> _DOCUMENT PASSAGE_:
[Start of section]

A shock takes place when the blood vessels and the heart are unable to pump oxygenated blood to all the vital organs in the body. Many illnesses and injuries include shock as one of their symptoms, regardless of the fact that it is common condition; do not take it lightly as it may lead to an emergency situation. Make sure you recognize the symptoms of shock before you begin treatment. Most of the time, only a few of the symptoms will appear.

Symptoms

  • Pale, clammy, cold skin
    first aid for shock

    If possible and if the injuries allow for it, place the victim in position shown.

  • Dilated pupils and dull eyes
  • Rapid, weak or absent pulse
  • Mood changes such as anxiety and restlessness
  • Fainting
  • Nausea and vomiting
  • Excessive thirst
  • Fatigue
  • Confusion
  • Low blood pressure or loss of blood pressure

Types of shock

  • Hypovolemic shock. Occurs due to reduction of blood or fluids in the body as a result of heavy bleeding, external or internal injuries. Burns, fluid loss due to diarrhoea  severe and persistent vomiting and dehydration.
  • Neurogenic shock. The abnormal enlargement of the blood vessels causes the pooling in of blood and reduction of blood pressure. Fainting is a common example as it occurs due to blood pooling in while the person stands—falling allows the blood to rush back to the head and hence, problem solved.

[End of section]

> _INFORMATION_:

[Start of section]

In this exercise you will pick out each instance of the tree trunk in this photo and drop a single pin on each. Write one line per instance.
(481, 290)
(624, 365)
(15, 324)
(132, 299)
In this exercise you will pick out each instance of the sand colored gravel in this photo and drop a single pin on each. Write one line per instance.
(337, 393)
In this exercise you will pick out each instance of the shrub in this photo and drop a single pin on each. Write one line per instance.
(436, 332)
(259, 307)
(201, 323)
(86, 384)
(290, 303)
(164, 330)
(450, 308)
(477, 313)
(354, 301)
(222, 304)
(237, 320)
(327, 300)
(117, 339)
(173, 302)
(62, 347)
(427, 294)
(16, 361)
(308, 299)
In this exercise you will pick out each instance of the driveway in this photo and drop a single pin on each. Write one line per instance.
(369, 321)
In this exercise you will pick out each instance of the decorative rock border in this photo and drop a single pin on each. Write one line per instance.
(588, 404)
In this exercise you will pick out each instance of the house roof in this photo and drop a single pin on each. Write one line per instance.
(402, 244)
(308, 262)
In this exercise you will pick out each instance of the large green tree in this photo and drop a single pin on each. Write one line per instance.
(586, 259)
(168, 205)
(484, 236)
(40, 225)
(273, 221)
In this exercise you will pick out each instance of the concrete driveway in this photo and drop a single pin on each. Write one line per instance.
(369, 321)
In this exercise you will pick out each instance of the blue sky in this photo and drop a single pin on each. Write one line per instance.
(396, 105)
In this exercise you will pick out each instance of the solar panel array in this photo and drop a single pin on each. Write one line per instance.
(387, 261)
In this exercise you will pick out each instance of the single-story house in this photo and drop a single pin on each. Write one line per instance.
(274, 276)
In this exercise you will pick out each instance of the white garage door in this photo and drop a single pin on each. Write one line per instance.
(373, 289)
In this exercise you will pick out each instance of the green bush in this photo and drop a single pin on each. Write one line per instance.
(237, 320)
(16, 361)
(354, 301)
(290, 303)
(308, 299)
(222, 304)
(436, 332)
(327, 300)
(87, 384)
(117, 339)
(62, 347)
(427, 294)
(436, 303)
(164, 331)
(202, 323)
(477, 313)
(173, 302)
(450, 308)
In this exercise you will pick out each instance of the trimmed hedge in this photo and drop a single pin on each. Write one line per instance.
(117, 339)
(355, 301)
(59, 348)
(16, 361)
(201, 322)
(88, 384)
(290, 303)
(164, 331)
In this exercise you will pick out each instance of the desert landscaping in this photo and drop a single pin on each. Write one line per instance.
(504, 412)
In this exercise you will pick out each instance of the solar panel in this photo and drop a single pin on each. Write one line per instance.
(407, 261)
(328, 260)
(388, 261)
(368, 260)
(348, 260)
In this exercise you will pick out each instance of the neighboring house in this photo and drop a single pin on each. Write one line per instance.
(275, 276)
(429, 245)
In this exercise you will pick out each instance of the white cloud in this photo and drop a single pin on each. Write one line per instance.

[End of section]

> _PROMPT 1_: According to the passage on shock, when does shock take place?
> _PROMPT 2_: Pick up the passage on shock after its last sentence and keep writing it.
The rows are separate material and have nothing to do with the passage on shock.

> _YOUR RESPONSE 1_: When the blood vessels and the heart are unable to pump oxygenated blood to all the vital organs in the body.

> _YOUR RESPONSE 2_:
  • Anaphylactic shock. This is caused by a trigger that brings rise to a severe allergic reaction. Allergens include certain foods, insect bites and bee stings.
  • Psychogenic shock. This is the most common form of shock that occurs due to certain emotions such as feeling of immense joy, fear, anxiety, grief or anger. Treatment involves emotional consolation or counselling.

Treatment

If a person suffers from a severe form of shock, follow these steps:

  1. Call 911 immediately.
  2. Allow the victim to lie down with his back against the ground. Cover the casualty with a blanket and elevate the feet above head level—unless they are fractured.
  3. If there is any discharge from the ears, nose or mouth, tilt the casualty’s head so that he does not choke on the fluids. If you are not very sure about the injuries, allow the person to continue remaining flat on the ground—especially if you suspect his neck, back or head is injured—do not move him at all.
  4. Loosen any tight objects such as belts, jewelry, collars etc. to prevent any constriction around the neck, waist and chest regions.
  5. Make sure the casualty is comfortable and warm. Remove any wet clothing and allow the casualty to lie down on warm blankets as well, if possible. It is recommended that you do not resort to artificial sources of heat. Do not apply heat to large wounds that are bleeding heavily as it can prevent clotting.
  6. Look for other injuries such as cuts and wounds and administer basic first aid to treat them. If you are trained to do so, splint the broken limbs, if present.
  7. If the casualty is feeling thirsty, simply moisten the lips as you should NOT give him anything to eat or drink.
  8. Reassure the casualty that help is on its way and make sure you and the casualty remain calm.